Excerpts from location labeling data
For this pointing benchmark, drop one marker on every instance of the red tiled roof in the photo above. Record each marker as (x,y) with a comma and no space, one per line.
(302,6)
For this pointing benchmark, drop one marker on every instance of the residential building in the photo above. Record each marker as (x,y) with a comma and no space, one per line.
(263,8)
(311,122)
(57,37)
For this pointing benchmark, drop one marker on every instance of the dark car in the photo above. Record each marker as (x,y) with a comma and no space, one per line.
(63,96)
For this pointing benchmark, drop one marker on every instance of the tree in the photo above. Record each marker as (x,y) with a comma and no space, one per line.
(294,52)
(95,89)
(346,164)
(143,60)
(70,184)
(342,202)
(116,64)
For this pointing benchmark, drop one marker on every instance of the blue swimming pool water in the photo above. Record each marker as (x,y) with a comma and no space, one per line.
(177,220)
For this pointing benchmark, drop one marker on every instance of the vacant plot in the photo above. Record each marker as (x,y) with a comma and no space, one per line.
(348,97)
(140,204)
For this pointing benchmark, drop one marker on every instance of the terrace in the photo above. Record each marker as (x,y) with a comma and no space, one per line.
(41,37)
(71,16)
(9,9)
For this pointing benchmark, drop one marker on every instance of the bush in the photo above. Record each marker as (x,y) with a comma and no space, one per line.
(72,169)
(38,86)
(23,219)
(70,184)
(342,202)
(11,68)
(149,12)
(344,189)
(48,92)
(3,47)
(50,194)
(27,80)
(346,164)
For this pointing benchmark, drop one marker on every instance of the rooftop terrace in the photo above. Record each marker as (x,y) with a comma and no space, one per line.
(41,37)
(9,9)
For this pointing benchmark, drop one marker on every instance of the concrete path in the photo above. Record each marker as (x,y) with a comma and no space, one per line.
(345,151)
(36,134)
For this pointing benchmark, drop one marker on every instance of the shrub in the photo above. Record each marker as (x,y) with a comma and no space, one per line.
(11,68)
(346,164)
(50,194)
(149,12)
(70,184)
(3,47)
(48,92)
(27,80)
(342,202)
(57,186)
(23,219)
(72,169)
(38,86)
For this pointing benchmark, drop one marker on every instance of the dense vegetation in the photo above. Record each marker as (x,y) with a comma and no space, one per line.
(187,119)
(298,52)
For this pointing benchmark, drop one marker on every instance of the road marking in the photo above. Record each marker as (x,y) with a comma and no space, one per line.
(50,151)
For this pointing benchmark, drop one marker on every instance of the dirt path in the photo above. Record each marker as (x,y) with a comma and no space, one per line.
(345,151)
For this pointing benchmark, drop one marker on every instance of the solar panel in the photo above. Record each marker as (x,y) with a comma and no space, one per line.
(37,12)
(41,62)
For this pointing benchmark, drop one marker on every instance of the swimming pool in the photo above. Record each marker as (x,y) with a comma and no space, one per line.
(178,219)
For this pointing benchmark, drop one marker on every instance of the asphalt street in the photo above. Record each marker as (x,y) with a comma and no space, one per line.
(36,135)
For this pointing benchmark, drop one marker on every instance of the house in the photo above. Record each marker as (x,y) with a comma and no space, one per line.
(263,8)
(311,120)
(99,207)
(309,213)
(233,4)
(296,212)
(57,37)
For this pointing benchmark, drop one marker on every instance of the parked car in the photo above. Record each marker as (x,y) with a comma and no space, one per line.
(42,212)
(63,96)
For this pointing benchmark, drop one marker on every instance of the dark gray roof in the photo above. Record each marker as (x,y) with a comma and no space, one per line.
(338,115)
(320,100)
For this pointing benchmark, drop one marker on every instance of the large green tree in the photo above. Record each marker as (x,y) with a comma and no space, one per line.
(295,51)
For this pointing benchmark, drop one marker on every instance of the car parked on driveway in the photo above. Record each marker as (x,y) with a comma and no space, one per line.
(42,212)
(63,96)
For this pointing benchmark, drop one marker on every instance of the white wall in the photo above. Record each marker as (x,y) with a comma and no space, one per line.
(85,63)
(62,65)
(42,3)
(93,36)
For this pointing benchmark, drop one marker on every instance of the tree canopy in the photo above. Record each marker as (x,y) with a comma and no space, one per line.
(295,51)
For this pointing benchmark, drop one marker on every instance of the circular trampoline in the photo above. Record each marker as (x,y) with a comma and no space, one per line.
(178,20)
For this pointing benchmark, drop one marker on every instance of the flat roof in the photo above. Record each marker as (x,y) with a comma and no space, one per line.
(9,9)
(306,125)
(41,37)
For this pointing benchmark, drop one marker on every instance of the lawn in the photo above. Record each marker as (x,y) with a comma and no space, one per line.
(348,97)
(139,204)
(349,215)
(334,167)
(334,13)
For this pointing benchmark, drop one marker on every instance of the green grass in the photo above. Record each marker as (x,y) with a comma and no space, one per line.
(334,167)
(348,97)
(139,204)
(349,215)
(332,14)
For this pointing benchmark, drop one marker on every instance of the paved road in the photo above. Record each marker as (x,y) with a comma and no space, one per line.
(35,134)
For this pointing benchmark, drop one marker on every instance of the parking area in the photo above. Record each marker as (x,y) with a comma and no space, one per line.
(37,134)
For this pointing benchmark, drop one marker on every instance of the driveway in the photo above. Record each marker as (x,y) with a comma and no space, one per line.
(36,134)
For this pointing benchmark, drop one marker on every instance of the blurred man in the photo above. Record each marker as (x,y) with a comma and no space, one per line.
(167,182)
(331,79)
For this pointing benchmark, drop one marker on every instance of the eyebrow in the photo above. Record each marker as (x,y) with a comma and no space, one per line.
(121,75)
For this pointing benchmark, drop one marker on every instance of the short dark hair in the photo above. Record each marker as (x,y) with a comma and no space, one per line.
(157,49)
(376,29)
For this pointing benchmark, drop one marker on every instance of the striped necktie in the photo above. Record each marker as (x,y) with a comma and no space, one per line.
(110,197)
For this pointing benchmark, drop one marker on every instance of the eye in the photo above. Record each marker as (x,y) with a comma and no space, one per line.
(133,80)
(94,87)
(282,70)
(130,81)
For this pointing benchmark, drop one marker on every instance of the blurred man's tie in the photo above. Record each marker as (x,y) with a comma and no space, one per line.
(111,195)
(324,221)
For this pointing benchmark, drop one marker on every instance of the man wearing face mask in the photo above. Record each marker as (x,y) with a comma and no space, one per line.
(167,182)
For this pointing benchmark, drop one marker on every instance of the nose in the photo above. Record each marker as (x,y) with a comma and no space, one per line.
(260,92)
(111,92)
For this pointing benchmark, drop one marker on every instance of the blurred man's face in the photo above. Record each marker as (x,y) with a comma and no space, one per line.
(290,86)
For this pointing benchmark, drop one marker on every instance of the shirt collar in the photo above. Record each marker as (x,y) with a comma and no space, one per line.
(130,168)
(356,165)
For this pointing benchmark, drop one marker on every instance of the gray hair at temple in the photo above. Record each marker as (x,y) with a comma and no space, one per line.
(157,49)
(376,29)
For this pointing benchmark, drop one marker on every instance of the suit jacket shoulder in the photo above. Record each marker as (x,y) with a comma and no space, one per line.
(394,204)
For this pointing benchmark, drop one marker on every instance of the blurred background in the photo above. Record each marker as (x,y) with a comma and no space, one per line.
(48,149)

Goal
Render all of the material above as a two-column CSV with the header text,answer. Give one row per item: its wording under text and its coordinates under answer, with each field in double quotes and line breaks replaced by spaces.

Solution to the exercise
text,answer
"For this pointing benchmark, drop one marker on every instance of the red tiled roof in the photo above. Record each marker as (x,y) with a comma and no space, one per line.","(302,6)"
"For this pointing benchmark, drop one marker on every instance of the residential building in the photo above. Record each marker as (x,y) with a comma and no space, one per line.","(263,8) (311,122) (57,37)"
"For this pointing benchmark, drop one marker on every instance of the dark car in the photo above. Record each marker as (x,y) with a comma and no space, one per line.","(63,96)"
"For this pointing benchmark, drop one marker on every instance of the tree in the photo above. Record each marker as (x,y) with a comma and no space, one per line.","(294,52) (95,89) (346,164) (143,60) (70,184) (342,202) (116,64)"
"For this pointing benchmark, drop one marker on every instance of the blue swimming pool water in the photo above. Record each marker as (x,y) with a comma and no space, one per line.","(177,220)"
"For this pointing benchmark, drop one marker on every instance of the vacant plot in the photo above. Record each marker as (x,y) with a comma and no space, one per line.","(348,97) (140,204)"
"For this pointing benchmark, drop one marker on every instance of the terrace in the photo above. Record each marker as (x,y) with a comma and no space, one per line.","(41,37) (71,16) (9,9)"
"For this pointing benchmark, drop one marker on every instance of the bush in the photo above. Record each marker as (x,y) with a comma and no space, one per line.","(72,169) (38,86) (23,219) (70,184) (342,202) (11,68) (149,12) (344,189) (48,92) (3,47) (50,194) (27,80) (346,164)"
"For this pointing benchmark, drop one marker on every instance of the rooftop terrace in the photo above. Record each marker as (x,y) with a comma and no space, one per line.","(41,37) (9,9)"
"For this pointing benchmark, drop one marker on every instance of the concrete path in the photo above. Record each marker as (x,y) with a comma and no space, one per line.","(345,151) (36,134)"
"For this pointing benchmark, drop one marker on every instance of the shrub in the photo above. Record each marker as (x,y) with a comma and no space, one per line.","(11,68) (346,164) (50,194) (149,12) (70,184) (3,47) (48,92) (27,80) (342,202) (57,186) (23,219) (72,169) (38,86)"
"For this pointing benchmark, drop one marker on every instance of the dense vegetation in the photo above. Record each marker as (x,y) with a comma and no space, one per line.","(187,119) (298,52)"
"For this pointing benchmark, drop one marker on every instance of the road marking in the photo above. Record each marker as (x,y) with a comma and no space, one per line.","(50,151)"
"For this pointing benchmark, drop one marker on every instance of the dirt path in the photo above. Record each marker as (x,y) with a comma and no space, one per line.","(345,151)"
"For this pointing benchmark, drop one marker on every instance of the solar panel in the photo above. Record each marker as (x,y) with a comma and no space, one per line.","(37,12) (41,62)"
"For this pointing benchmark, drop one marker on every instance of the swimming pool in the photo above. Record each marker as (x,y) with a comma and no space, one per line.","(178,219)"
"For this pointing benchmark, drop one marker on every instance of the asphalt street in the photo above. Record each marker as (x,y) with a comma and no space, one per line.","(36,135)"
"For this pointing benchmark, drop one marker on every instance of the house in the photo above. Record each marker as (x,y) with a comma and no space, one per line.","(263,8) (311,120) (99,207) (309,213) (233,4) (296,212) (57,37)"
"For this pointing benchmark, drop one marker on every instance of the parked car in the photo above. Record each marker as (x,y) with a comma and no space, one per line.","(42,212) (63,96)"
"For this pointing benchmark, drop one marker on every instance of the dark gray roof in the photo above. Record each marker as (x,y) with a comma and no space, one per line.","(338,115) (320,100)"
"For this pointing benchmark, drop one marker on every instance of the large green tree in the photo above. Record each marker as (x,y) with a comma and no space, one per line.","(295,51)"
"For this pointing benchmark, drop one marker on every instance of the car parked on driveway in the photo above. Record each marker as (x,y) with a comma and no space, one per line.","(42,212) (63,96)"
"For this pointing benchmark, drop one marker on every instance of the white wall in the photo above. Record each marker as (x,y) with a comma and no space, one per line.","(85,63) (62,65) (42,3) (93,36)"
"For this pointing benchmark, drop one marker on every instance of the tree canopy in the photo above. Record each marker as (x,y) with a comma and no space, one per line.","(295,51)"
"For this pointing benchmark, drop one marker on every instance of the circular trampoline in the photo above. Record each marker as (x,y) with a comma and no space, one per line.","(178,20)"
"For this pointing benchmark, drop one marker on every instance of the flat roof in the photo above. Record each marker as (x,y) with a comma and no space, one per line.","(9,9) (306,125) (41,37)"
"For this pointing benchmark, drop one marker on every instance of the lawn in the photo above. Record each marker as (x,y) with a comma and no space, one per line.","(348,97) (139,204) (349,215) (334,167) (334,13)"
"For this pointing benchmark, drop one marker on every instance of the green grass in the photo above. Record each marker as (x,y) with a comma and no space, one per line.","(334,167) (348,97) (139,204) (349,215) (332,14)"
"For this pointing benchmark, drop one marker on every instance of the paved road in the photo above. Record each marker as (x,y) with a comma and no space, one per line.","(35,134)"
"For this pointing benchmark, drop one marker on every instance of the parking area in the photo above. Record each marker as (x,y) with a comma and no space, one per line.","(37,134)"
"For this pointing benchmark, drop one marker on every instance of the driveway in the photo above. Record each marker as (x,y) with a comma and no space, one per line.","(36,134)"
"For this pointing benchmark, drop one marker on every instance of the blurred man in the photo above. Record each marker as (x,y) with a comma and no space, one per line.","(167,182) (331,79)"
"For this pointing benchmark, drop one marker on every instance of the eyebrow in the photo above. Record each marker as (x,y) with a comma and no space, one per line.","(121,75)"
"For this pointing benchmark, drop one marker on every instance of the short dark hair in the photo above. Record each marker as (x,y) with a comma and no space, one per line.","(157,49) (376,29)"
"For this pointing benchmark, drop one marker on every instance of the striped necktie in the photo above. Record each marker as (x,y) with a comma and no space, one per line.","(110,197)"
"For this pointing benchmark, drop one marker on every instance of the eye in the photo above. Record each marker as (x,y) with a comma and no space, one per line.","(133,80) (94,87) (282,70) (130,81)"
"For this pointing benchmark, drop one marker on every instance of the blurred man's tie in the photo above. Record each marker as (x,y) with a comma and no space, one per line.","(111,195) (324,221)"
"For this pointing benchmark, drop one marker on every instance of the man wearing face mask in the photo above. Record each marker as (x,y) with a comma and no space, one per line.","(167,182)"
"For this pointing benchmark, drop one marker on every instance of the nose in the photo above. Record each marker as (x,y) with a comma and no space, one per line.","(260,92) (111,92)"
"For this pointing benchmark, drop one marker on every instance of the blurred man's face in the photo above. Record each marker as (x,y) with a comma and no space, one per line.","(290,86)"
"For this pointing benchmark, drop one marker on every instance of the shirt collar in the photo above. Record each marker as (x,y) with a comma and no space, one per line.","(130,168) (356,165)"
"For this pointing benchmark, drop one marker on every instance of the gray hair at temple in the photo above. Record each marker as (x,y) with a comma and no space, one per line.","(157,49) (376,29)"
"For this pointing benchmark, drop one marker on every instance of the suit jacket shoulder in the photo above. Record each marker as (x,y) with a comma and no space, one per line.","(394,204)"
"For this pointing benchmark, drop one marker on every instance of the blurred background in the photo above. Record each marker as (x,y) with a comma and no space, one per line.","(48,149)"